[Rows from a dataset]
##############################
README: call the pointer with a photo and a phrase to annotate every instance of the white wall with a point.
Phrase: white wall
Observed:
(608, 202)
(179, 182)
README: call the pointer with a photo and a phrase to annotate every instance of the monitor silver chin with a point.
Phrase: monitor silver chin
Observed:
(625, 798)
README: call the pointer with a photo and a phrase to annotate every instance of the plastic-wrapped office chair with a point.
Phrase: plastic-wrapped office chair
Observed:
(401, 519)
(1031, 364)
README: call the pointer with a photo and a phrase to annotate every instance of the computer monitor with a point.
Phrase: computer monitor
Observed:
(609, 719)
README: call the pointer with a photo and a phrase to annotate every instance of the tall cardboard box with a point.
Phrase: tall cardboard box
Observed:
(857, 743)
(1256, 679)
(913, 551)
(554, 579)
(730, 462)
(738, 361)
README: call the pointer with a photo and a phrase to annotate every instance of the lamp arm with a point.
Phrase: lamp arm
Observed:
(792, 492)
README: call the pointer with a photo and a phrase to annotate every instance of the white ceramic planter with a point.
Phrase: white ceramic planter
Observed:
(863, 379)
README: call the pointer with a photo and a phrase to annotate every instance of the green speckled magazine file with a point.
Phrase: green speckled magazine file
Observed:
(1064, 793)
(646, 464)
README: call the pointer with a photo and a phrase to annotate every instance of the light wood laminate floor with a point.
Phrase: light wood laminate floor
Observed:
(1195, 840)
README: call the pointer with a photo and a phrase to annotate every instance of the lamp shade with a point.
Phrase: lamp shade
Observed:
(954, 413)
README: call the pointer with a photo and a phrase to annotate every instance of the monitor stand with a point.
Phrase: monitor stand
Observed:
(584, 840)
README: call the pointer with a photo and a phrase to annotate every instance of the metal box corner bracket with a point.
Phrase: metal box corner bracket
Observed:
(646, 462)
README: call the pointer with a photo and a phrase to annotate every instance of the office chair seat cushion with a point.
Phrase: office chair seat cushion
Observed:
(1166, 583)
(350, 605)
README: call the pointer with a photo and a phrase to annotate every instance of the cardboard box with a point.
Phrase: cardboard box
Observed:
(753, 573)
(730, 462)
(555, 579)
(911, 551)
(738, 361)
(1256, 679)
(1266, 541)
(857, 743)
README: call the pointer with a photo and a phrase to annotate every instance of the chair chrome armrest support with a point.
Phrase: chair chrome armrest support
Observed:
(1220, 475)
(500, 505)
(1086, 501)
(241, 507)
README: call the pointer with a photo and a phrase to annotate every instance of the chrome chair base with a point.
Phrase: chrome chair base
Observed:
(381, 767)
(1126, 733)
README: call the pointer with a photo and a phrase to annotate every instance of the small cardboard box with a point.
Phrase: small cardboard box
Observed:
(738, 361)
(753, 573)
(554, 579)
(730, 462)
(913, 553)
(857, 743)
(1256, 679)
##############################
- _GOAL_: Your task is to return, exactly and on their own, the lines from the one containing "support with a point." through the last line of the listing.

- _RESPONSE_:
README: call the pointer with a photo and a phrase to annotate every instance of the chair chrome armrest support with a point.
Phrase: chair chrome armrest support
Observed:
(1220, 475)
(500, 505)
(1086, 501)
(241, 507)
README: call the pointer with a photo and a phrase to annotate every instance of the chrome chair base with a point.
Phrase: chrome chair base
Observed:
(381, 767)
(1126, 733)
README: call the pointer with a photo and a phrase to annotate every instance of the small cardboard box with a point.
Phrase: small cardboard box
Observed:
(738, 361)
(753, 573)
(554, 579)
(730, 462)
(913, 553)
(857, 743)
(1256, 679)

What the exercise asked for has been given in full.